• **WHAT IS NEEDED**: Only the lines holding "mask" are wanted. Copy every one from the records below.

• **INFORMATION SHOWN**:
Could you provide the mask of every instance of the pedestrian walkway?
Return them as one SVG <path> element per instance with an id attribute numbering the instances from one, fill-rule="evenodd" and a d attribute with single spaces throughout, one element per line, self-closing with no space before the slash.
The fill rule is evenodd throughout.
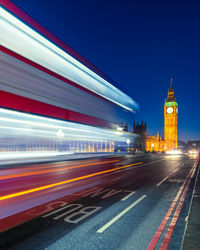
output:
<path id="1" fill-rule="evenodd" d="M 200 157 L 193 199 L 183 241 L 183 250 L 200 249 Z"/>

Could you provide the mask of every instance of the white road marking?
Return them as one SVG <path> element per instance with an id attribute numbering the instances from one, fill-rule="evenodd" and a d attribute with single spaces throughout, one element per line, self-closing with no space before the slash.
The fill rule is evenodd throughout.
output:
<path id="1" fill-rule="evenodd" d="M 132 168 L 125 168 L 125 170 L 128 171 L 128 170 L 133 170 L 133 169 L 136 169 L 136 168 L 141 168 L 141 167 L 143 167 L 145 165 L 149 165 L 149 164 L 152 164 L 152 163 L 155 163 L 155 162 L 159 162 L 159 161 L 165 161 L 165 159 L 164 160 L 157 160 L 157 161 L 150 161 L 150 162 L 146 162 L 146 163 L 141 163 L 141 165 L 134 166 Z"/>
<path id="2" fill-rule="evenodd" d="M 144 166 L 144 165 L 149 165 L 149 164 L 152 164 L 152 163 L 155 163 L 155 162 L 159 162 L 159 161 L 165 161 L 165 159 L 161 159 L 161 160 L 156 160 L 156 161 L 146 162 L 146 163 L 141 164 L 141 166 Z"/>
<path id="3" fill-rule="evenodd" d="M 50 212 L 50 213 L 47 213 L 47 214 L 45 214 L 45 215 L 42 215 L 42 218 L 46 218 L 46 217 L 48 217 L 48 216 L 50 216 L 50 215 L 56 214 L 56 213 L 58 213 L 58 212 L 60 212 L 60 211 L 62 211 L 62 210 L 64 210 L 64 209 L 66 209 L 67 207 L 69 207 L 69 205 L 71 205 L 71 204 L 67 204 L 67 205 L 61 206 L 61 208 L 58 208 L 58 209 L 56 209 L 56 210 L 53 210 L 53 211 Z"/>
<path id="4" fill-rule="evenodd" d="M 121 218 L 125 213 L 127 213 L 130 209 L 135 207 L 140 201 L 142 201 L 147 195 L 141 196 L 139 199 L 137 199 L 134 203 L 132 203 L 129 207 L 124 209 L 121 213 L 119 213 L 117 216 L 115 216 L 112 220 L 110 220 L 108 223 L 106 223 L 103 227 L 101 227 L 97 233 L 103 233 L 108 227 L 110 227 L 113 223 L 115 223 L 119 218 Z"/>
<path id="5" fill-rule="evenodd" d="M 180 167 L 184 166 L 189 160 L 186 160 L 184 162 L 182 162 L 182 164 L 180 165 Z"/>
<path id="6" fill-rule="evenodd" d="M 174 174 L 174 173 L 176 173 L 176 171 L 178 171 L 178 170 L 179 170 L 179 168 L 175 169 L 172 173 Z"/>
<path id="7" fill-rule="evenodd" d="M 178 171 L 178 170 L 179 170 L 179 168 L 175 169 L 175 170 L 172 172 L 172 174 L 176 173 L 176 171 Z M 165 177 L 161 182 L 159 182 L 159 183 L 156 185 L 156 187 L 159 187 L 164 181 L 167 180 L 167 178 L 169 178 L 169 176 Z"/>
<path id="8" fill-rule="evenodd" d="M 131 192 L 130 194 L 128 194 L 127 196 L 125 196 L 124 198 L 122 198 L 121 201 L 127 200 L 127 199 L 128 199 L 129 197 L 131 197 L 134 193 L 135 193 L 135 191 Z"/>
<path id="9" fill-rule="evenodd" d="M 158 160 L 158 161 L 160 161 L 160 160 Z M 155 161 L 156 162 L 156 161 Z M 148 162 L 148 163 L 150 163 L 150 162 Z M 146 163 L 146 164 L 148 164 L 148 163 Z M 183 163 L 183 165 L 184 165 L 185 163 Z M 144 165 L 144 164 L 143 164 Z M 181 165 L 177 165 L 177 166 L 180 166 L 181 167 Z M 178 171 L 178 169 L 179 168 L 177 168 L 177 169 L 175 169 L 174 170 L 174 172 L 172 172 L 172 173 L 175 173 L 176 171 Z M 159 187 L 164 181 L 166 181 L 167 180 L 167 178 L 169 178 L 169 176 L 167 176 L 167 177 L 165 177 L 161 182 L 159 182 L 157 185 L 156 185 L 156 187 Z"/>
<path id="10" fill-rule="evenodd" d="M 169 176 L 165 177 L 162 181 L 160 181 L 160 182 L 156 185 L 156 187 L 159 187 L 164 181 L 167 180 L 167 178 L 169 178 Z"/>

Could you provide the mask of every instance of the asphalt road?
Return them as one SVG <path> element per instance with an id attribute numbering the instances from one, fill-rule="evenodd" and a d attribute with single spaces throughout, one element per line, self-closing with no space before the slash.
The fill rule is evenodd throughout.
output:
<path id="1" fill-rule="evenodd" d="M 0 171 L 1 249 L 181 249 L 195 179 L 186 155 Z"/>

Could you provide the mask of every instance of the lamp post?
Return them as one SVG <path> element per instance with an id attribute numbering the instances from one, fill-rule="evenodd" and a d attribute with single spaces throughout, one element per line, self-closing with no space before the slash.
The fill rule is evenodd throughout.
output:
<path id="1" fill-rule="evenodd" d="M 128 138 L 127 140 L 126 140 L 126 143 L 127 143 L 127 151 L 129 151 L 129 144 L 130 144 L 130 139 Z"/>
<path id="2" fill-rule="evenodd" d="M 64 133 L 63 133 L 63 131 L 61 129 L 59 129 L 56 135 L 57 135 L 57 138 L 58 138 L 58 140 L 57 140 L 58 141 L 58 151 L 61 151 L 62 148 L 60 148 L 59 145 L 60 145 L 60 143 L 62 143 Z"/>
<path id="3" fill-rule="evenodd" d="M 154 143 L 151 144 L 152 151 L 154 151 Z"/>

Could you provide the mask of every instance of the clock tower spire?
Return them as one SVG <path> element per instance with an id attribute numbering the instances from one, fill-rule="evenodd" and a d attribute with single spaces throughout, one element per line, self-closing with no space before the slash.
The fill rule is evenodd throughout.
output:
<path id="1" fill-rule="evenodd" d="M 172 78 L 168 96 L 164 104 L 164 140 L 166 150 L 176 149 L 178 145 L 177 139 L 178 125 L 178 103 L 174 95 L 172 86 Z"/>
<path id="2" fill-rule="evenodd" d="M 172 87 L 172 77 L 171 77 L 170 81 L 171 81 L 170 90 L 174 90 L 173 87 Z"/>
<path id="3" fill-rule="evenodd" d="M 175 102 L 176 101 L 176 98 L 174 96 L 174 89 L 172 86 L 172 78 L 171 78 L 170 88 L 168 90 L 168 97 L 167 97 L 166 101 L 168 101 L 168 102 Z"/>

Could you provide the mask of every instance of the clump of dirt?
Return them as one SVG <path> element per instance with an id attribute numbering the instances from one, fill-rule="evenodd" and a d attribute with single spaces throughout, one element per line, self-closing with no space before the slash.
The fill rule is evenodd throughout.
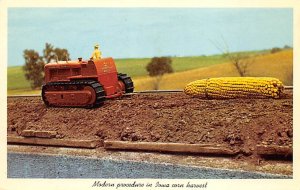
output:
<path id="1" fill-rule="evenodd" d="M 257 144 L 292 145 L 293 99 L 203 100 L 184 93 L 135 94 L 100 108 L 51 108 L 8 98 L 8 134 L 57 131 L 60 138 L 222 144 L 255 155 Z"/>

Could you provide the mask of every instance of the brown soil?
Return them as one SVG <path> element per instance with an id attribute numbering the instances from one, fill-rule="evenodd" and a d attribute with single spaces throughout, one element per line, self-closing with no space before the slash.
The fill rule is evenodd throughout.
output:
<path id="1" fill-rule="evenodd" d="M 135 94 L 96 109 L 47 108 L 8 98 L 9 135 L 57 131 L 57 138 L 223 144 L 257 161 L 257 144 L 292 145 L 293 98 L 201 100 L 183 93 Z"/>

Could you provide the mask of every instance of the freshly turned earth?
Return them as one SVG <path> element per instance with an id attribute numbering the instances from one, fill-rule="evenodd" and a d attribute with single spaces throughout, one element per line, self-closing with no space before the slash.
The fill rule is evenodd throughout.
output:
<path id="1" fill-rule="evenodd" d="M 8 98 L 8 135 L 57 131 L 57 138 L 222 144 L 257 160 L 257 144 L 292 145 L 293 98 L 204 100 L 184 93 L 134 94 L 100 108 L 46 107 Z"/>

• **EXERCISE ANSWER**:
Could you provide the mask of every instance of the pedestrian walkway?
Could you provide the mask of every instance of the white road marking?
Could you provide the mask of every instance of the asphalt road?
Could you provide the mask of every instance of the lamp post?
Could you provide the mask of every instance of the clock tower spire?
Could you provide the mask of every instance of the clump of dirt?
Could you provide the mask of every instance of the brown soil?
Could you provide the mask of every instance of the freshly turned earth?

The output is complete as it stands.